-- start Material --

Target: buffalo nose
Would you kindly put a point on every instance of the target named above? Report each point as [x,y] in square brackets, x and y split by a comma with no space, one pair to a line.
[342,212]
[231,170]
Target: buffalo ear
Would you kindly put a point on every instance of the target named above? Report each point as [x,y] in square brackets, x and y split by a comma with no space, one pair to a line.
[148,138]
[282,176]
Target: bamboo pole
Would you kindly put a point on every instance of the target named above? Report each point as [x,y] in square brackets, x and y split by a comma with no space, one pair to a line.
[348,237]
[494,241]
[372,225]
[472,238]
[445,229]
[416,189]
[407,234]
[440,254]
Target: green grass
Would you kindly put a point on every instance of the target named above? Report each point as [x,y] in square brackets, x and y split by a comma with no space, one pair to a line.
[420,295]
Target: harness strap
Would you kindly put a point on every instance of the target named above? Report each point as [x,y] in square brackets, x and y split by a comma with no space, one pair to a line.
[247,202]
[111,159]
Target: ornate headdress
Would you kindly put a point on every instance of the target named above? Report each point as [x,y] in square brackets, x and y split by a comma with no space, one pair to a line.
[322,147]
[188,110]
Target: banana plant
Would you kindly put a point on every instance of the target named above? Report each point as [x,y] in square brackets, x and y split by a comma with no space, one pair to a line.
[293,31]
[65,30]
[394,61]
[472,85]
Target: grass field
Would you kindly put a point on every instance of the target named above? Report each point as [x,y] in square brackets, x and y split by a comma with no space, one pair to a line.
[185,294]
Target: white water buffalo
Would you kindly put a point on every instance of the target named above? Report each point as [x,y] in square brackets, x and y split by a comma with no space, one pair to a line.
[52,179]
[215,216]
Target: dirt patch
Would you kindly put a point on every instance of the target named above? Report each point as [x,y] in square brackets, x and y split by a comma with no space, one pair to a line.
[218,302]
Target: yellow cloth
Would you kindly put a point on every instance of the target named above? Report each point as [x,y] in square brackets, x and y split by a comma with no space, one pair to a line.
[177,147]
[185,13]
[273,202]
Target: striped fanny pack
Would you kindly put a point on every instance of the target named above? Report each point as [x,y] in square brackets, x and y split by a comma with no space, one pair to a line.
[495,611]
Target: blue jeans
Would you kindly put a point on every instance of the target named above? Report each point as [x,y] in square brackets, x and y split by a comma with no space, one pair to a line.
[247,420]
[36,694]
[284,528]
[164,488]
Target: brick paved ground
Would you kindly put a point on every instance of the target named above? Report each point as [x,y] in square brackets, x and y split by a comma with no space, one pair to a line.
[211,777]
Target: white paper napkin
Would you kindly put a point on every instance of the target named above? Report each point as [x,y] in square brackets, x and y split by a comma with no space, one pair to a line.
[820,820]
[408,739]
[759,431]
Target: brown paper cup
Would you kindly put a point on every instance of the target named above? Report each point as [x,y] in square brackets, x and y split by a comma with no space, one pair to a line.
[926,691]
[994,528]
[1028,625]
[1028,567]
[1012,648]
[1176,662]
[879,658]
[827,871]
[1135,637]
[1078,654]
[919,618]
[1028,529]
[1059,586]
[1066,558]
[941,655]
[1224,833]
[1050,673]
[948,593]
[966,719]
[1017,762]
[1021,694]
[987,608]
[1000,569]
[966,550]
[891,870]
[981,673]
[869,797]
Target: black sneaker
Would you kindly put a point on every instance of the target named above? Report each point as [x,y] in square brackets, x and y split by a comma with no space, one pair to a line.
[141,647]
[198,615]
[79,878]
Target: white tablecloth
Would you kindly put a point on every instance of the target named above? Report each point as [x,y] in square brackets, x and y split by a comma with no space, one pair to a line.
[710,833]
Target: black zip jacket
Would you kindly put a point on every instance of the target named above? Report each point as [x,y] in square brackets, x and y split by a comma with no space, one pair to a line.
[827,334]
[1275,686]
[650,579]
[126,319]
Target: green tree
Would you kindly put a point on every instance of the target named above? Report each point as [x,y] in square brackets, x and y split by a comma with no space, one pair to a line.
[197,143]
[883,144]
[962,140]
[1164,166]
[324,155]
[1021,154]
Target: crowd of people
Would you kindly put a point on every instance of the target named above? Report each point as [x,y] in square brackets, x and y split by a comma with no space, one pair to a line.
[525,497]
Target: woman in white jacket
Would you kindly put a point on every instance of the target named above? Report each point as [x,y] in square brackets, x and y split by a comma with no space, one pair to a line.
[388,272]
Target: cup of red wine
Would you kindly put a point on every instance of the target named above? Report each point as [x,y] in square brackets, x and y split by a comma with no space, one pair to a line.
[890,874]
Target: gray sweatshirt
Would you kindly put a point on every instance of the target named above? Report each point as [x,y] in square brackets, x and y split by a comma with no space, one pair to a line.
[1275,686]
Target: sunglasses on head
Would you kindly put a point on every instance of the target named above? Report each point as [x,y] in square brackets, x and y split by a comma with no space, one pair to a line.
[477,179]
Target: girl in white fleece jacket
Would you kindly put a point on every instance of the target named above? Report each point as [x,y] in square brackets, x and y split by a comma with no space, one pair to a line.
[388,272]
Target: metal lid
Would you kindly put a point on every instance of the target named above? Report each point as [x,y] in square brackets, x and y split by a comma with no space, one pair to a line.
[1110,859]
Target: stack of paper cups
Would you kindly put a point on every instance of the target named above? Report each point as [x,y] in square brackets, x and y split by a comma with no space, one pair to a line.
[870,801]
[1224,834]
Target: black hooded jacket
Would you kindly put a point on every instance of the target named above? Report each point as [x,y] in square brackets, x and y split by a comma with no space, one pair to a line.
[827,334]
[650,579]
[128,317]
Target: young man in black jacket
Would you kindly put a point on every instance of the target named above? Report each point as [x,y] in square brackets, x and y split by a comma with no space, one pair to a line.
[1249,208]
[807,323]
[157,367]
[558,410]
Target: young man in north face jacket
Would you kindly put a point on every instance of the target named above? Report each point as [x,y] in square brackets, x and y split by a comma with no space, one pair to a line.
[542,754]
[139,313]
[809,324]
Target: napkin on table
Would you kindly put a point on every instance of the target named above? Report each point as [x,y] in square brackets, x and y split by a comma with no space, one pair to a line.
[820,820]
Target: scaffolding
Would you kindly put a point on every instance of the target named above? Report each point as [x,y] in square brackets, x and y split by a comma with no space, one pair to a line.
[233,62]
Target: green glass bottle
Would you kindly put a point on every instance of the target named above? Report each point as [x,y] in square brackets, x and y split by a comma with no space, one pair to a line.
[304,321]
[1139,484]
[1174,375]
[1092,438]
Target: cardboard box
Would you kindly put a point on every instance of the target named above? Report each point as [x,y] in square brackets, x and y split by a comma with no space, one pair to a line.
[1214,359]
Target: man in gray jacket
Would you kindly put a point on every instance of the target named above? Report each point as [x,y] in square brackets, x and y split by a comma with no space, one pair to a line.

-- end Material --

Task brief: Your task is to return, exactly and on their own, the lines from the one containing "Target: cardboard box" through the last line of the listing.

Exercise result:
Target: cardboard box
Would you kindly put a point on every instance of the target named above? Report each point as [x,y] in square brackets, x and y split by a comma with no space, one pair to a line.
[1214,359]
Target: man in gray jacket
Would you kindly put a point on every instance of the target named above? Report each point as [x,y] in square brackets, x and y split by a comma with no space, one pair to a line.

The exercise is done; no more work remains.